GOAL:
Retype the records below exactly as they appear.

Excerpt from a dataset:

+ + + + +

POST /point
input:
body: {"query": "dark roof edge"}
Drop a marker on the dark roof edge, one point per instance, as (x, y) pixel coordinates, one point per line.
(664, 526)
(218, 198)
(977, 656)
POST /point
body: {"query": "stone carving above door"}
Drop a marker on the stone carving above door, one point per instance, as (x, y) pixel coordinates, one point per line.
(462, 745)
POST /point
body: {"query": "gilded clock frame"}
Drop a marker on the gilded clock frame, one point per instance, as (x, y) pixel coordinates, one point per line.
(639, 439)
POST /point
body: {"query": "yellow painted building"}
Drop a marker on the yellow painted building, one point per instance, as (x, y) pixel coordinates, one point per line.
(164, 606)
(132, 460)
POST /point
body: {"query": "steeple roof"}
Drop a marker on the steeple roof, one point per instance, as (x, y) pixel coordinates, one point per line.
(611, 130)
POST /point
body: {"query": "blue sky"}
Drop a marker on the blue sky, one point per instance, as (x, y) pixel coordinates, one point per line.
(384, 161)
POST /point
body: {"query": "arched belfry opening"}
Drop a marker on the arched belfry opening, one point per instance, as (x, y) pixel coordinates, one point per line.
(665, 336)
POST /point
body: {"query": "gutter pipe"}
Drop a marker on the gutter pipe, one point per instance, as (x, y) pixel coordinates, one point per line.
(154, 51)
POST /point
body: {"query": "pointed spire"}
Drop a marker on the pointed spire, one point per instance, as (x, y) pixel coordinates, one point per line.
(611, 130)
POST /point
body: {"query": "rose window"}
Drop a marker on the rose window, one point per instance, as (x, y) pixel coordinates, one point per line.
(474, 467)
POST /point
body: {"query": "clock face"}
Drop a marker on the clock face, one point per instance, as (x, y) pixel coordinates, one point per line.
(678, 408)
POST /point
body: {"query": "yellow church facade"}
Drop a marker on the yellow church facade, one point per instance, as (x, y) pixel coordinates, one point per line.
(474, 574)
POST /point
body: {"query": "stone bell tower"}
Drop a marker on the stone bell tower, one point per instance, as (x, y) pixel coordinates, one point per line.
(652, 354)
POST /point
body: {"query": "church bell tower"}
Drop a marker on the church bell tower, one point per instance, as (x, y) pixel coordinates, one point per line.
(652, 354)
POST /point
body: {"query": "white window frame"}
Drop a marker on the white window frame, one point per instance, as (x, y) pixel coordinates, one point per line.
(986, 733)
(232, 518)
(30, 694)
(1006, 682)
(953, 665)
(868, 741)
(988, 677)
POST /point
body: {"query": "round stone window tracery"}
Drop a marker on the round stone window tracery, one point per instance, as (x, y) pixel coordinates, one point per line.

+ + + + +

TASK RESPONSE:
POST /point
input:
body: {"query": "dark roof edge"}
Drop a marker on the dark roof edge, one point per instance, as (x, y) pixel coordinates, one point per line.
(664, 526)
(218, 198)
(977, 656)
POST /point
body: {"query": "stone carving above door"}
Drop a marker on the stone carving above door, one point per instance, as (x, y) pixel coordinates, one point per line.
(462, 745)
POST /point
body: {"query": "gilded clock frame"}
Drop a marker on the gilded clock frame, one point per instance, as (x, y) pixel coordinates, one point per line.
(639, 439)
POST /point
body: {"query": "yellow painted building"}
Drop a marker on the yellow painted building, one point per instance, as (x, y) pixel coordinates, one point per line.
(164, 606)
(132, 460)
POST /point
body: {"query": "steeple roof"}
Drop a marker on the steeple roof, one point per instance, as (x, y) pixel coordinates, one point per line.
(611, 130)
POST /point
body: {"query": "blue sky"}
Drop a marker on the blue sky, one point per instance, as (x, y) pixel coordinates, one point per line.
(384, 161)
POST /point
body: {"query": "arched belfry opening"}
Drop a marker on the arched belfry opening, one point per instance, as (x, y) pixel coordinates, one point per line.
(665, 336)
POST /point
body: {"query": "gutter pipe"}
Drop a marker on the gutter pipe, one point per instance, as (x, y) pixel coordinates, one point per line.
(154, 51)
POST /point
body: {"query": "pointed spire"}
Drop a marker on the pointed spire, one point per instance, as (x, y) pixel coordinates, one point per line.
(611, 130)
POST /point
body: {"query": "rose window"}
Drop a marker on the rose window, one point per instance, as (x, y) pixel coordinates, one point per line.
(474, 467)
POST /point
body: {"query": "clock face"}
Drop a marker on the clock face, one point per instance, as (x, y) pixel coordinates, one point per line.
(678, 408)
POST /point
body: {"query": "yellow church facade"}
Drop a marker on the yellow church facade, one point per instance, as (x, y) pixel coordinates, one point per line.
(474, 574)
POST /point
body: {"query": "stone bell tower"}
Drop a marker on the stone bell tower, one point per instance, as (x, y) pixel coordinates, one point per line.
(652, 354)
POST /point
body: {"query": "church bell tower"}
Drop a marker on the church bell tower, one point per instance, as (x, y) pixel coordinates, one point per line.
(652, 354)
POST /point
body: {"query": "white window frame"}
Drop a marker on the white window frame, one point per instance, as (x, y) pixel coordinates, one point per line.
(986, 733)
(232, 518)
(30, 694)
(1006, 682)
(953, 665)
(868, 741)
(988, 677)
POST /point
body: {"query": "round stone window tracery"}
Drop a marker on the round stone window tracery, one point per instance, as (x, y) pixel coordinates, one point per line.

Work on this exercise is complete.